Testo della pagina.
+===+

La sensazione, al contrario, è che Kore-eda abbia voluto immediatamente riappropriarsi del tepore pudico e anti-retorico delle sue storie, della minuziosa poesia dell’ordinario che gli è cara, asciugando i conflitti il più possibile e bagnandoli di lacrime e non detti perfino più del solito, con una cura formale molto attenta a “mettere in quadro” scorci paesaggistiche e strade, neon e insegne. Come se la condizione di straniero e il fatto di girare in un un paese diverso dal suo avesse messo Kore-eda maggiormente all’erta, per non lasciarsi scappare neppure un riverbero dell’emozionante viaggio condotto in porto insieme ai suoi personaggi. Nelle sapienti mani del cineasta giapponese la famiglia non si riduce mai a un cappio, e in Broker è più che mai così, ma in un serbatoio infinitesimale di possibilità e orizzonti, di incontri riparatori e vuoti da riempire, in barba a qualsivoglia nozione giudicante di disfunzionalità.

+===+

Consegna.
Riscrivi in forma più breve il paragrafo del testo su Broker che comincia con "La sensazione, al contrario", mantenendo i fatti principali. Le righe sono materiale distinto dal testo su Broker.

[Voci per l'identificazione del luogo]
+===+

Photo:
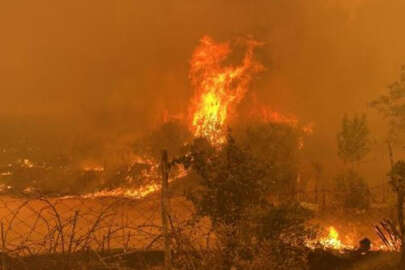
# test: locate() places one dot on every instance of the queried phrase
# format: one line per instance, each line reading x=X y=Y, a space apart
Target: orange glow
x=331 y=241
x=218 y=87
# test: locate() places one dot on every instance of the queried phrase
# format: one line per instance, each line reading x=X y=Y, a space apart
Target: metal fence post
x=164 y=210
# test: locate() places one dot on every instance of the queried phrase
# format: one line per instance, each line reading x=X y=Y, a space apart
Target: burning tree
x=218 y=87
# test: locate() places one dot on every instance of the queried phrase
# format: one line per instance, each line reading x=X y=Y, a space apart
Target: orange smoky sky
x=115 y=66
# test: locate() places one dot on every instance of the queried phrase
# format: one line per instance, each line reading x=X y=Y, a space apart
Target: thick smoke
x=103 y=70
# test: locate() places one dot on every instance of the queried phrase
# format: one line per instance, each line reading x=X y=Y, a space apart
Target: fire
x=332 y=241
x=218 y=87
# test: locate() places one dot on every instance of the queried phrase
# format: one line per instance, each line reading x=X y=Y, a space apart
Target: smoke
x=111 y=68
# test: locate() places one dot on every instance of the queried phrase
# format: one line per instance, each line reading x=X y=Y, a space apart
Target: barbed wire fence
x=39 y=224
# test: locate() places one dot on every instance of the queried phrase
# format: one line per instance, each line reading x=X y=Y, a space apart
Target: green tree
x=353 y=139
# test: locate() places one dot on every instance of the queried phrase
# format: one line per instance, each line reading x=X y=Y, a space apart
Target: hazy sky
x=115 y=65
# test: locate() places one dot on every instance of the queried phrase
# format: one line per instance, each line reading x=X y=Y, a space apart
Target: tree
x=397 y=175
x=392 y=107
x=353 y=139
x=276 y=146
x=351 y=191
x=232 y=191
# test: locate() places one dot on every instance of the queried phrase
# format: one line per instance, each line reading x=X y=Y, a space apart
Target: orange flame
x=218 y=87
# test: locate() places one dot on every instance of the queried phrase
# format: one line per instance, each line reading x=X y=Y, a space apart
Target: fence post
x=3 y=248
x=164 y=202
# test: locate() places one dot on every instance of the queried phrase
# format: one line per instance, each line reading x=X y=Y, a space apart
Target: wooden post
x=165 y=210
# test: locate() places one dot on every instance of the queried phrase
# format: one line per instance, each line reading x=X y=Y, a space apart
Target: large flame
x=218 y=87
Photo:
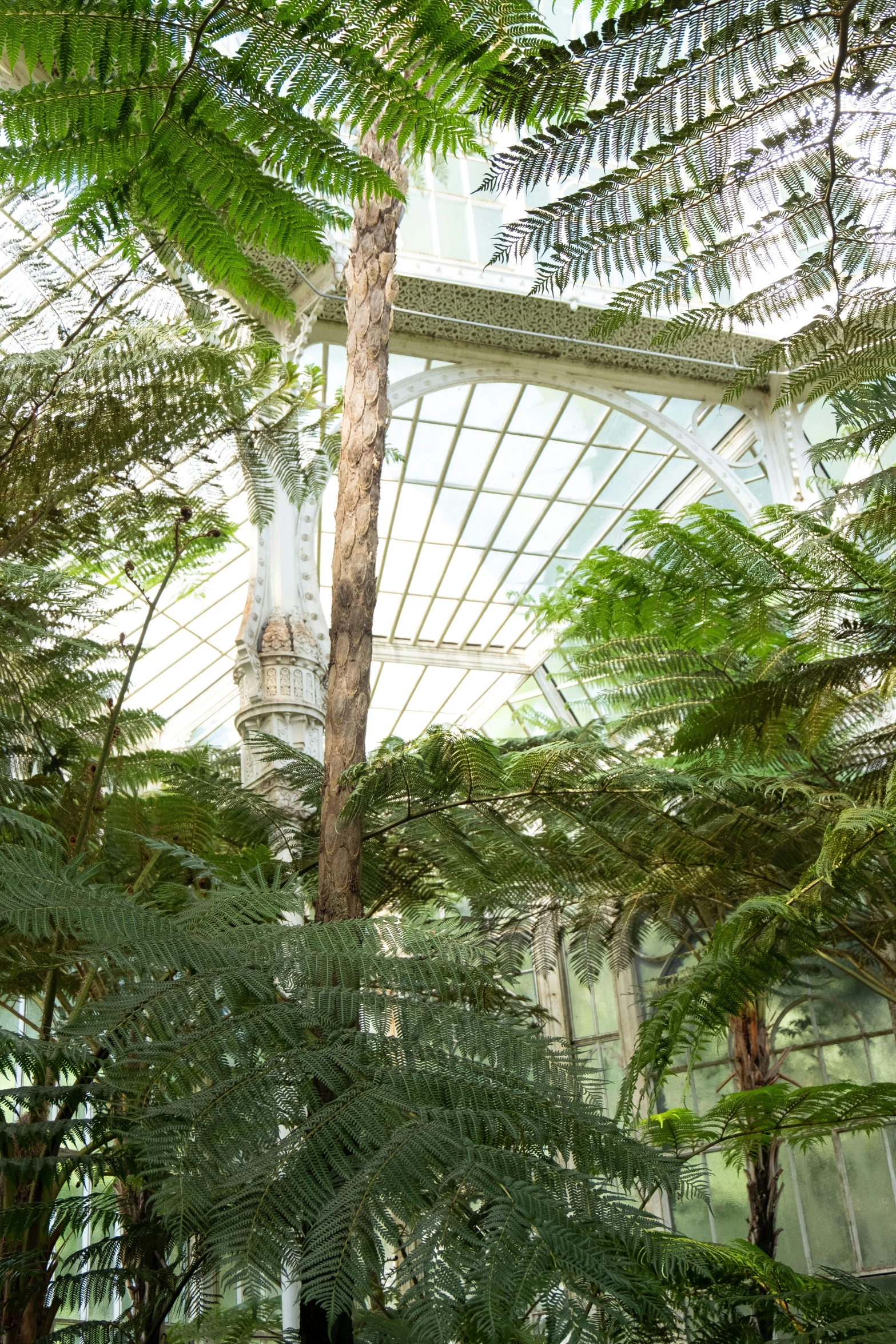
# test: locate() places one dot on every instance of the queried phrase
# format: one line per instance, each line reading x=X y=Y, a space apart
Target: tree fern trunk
x=754 y=1069
x=370 y=280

+===+

Risposta.
Kore-eda torna subito al tono pudico e anti-retorico e alla poesia dell'ordinario dei suoi film. Riduce al minimo i conflitti, che carica più del solito di lacrime e non detti, e inquadra con grande cura paesaggi, strade, neon e insegne. Girare in un paese straniero sembra averlo reso ancora più attento a non perdere nulla del viaggio con i suoi personaggi. In Broker, più che mai, la famiglia non è un cappio. È invece un serbatoio di possibilità, incontri riparatori e vuoti da riempire, lontano da ogni giudizio di disfunzionalità.